» Page text
++++

Employee - (employee_ID, first_name, Last_name, Address, ETC) Training - (training_ID, Employee_ID, First_name, Last_name, Training)

Employee ID is foreign key in training table.

I have a form for the training table, which is meant to be used by someone who will enter which employee needs which training.

Is there anyway on my training form, I can have a drop down box for the employee field which will automatically update the first name and last name for that employee ID?

OR is there just anyway I can have my form so that the employee ID is always with the right first name and last name.

here is my form (html) and php code to submit it to database.

++++

» Items
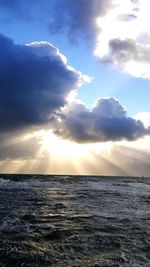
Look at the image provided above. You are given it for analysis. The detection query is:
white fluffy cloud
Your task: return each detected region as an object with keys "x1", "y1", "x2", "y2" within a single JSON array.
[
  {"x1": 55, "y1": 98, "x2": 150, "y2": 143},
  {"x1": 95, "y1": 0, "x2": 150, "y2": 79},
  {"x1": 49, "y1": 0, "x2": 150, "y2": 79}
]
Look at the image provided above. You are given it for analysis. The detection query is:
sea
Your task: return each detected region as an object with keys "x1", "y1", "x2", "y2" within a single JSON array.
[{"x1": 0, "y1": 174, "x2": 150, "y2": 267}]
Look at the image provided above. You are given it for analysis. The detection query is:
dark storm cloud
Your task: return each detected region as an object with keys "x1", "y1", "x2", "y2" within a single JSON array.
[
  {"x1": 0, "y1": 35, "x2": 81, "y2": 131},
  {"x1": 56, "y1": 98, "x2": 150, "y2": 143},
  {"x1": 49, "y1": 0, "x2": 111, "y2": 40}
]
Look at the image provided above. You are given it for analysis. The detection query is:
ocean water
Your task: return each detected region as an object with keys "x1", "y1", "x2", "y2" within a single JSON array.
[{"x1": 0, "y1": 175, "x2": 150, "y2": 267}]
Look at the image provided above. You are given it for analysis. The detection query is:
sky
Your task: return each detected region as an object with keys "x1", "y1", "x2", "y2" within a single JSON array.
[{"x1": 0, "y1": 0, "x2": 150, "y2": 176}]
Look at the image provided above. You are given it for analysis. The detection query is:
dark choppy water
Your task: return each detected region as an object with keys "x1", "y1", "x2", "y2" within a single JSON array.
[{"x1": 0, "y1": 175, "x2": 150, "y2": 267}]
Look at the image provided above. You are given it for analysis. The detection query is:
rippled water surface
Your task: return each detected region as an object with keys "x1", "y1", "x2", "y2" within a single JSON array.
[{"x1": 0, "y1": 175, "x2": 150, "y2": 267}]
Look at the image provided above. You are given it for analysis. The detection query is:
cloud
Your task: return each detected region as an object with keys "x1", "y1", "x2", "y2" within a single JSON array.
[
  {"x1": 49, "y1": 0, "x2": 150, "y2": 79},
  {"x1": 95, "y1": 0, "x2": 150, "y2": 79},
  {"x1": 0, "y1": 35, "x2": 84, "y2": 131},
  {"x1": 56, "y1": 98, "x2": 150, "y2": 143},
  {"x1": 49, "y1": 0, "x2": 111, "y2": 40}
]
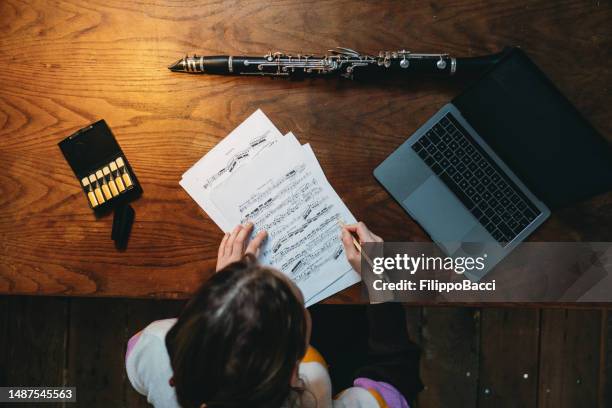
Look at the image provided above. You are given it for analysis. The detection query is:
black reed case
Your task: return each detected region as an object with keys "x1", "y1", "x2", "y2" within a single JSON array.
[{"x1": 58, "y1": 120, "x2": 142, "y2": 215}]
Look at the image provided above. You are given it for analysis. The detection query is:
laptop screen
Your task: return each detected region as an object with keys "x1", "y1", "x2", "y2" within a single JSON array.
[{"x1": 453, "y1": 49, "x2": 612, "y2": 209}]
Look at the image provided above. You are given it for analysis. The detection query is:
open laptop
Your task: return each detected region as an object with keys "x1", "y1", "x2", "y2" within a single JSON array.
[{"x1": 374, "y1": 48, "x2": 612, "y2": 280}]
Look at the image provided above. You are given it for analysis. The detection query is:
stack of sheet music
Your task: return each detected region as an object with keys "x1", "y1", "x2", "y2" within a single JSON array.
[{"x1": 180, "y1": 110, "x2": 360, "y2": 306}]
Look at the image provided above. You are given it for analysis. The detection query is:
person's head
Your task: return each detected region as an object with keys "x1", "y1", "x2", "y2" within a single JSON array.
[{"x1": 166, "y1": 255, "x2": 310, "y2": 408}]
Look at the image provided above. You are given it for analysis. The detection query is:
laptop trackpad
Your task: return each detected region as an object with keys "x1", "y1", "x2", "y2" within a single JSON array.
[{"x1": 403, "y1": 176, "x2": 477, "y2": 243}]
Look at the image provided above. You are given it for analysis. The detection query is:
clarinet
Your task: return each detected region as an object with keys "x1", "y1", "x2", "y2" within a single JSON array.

++++

» Work to complete
Copy word for word the stretch of the forum post about the training form from "Is there anyway" through "it to database.".

» Exercise answer
Is there anyway on my training form, I can have a drop down box for the employee field which will automatically update the first name and last name for that employee ID?

OR is there just anyway I can have my form so that the employee ID is always with the right first name and last name.

here is my form (html) and php code to submit it to database.